TASK REQUIREMENTS: Wherever the word "below" appears in the entries, copy the whole line.

RECORDS SHOWN:
^^^^^^^^^^^^^^^^

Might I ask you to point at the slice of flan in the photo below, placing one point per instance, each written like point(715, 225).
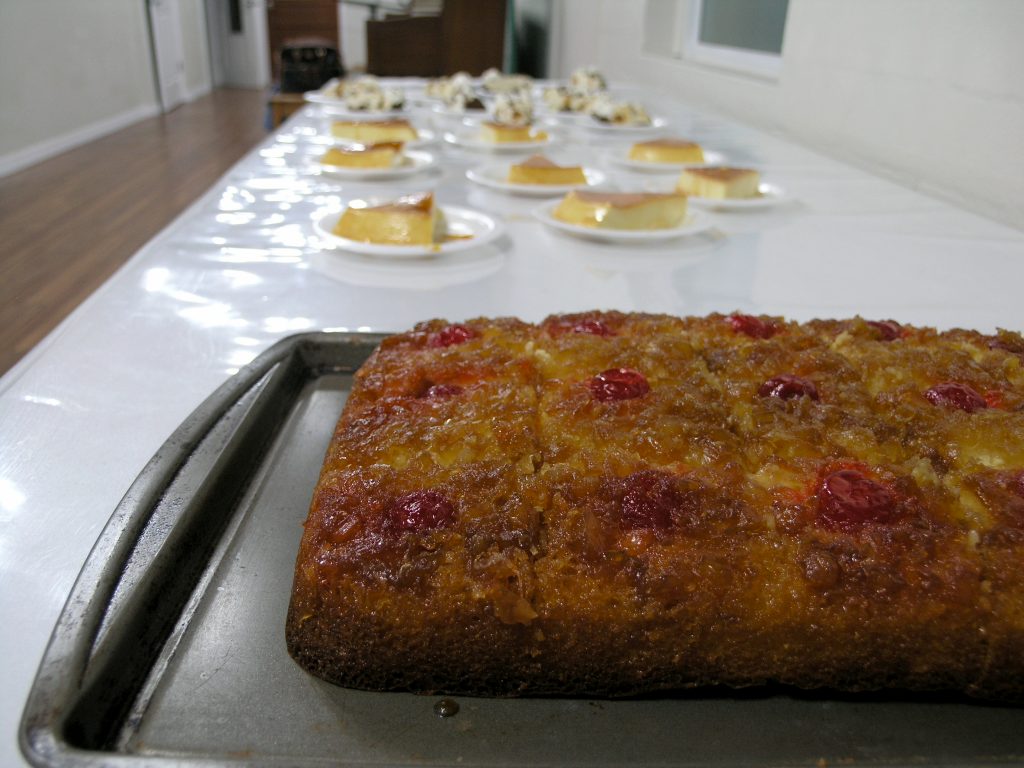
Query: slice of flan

^^^^^^^^^^^^^^^^

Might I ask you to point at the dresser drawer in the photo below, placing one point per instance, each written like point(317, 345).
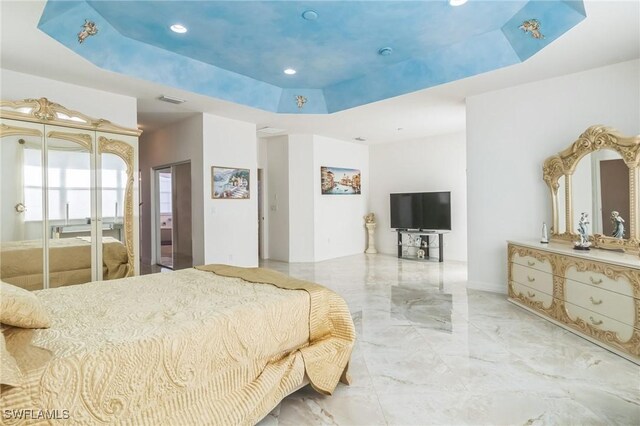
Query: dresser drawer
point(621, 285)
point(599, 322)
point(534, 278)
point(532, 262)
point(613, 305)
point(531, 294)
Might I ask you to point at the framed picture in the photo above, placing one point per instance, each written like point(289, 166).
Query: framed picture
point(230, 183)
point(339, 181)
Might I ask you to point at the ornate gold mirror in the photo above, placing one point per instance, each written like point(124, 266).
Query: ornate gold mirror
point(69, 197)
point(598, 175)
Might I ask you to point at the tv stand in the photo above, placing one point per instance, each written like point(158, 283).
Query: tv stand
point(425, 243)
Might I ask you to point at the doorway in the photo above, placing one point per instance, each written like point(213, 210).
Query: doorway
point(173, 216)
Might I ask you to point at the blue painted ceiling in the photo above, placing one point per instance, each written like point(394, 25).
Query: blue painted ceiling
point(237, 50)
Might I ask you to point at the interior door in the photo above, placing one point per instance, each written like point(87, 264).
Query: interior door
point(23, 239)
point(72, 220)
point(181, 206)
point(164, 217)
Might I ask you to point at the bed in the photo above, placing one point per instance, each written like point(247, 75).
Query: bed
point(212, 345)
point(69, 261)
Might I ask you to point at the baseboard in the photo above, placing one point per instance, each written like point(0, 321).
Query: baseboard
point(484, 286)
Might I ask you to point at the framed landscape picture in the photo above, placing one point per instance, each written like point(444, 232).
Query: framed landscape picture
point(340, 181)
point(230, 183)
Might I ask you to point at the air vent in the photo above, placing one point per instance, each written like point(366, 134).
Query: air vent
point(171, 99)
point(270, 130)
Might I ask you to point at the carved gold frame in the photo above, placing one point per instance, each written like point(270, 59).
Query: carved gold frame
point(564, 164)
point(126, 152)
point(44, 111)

^^^^^^^^^^^^^^^^

WRITTEN ANSWER:
Might I ask you to point at the slice of flan in the photo below, placing one point per instance, each written like point(715, 225).
Might I ask you to point at the dresser drawer in the photo below, placing one point per instance, each written like point(317, 345).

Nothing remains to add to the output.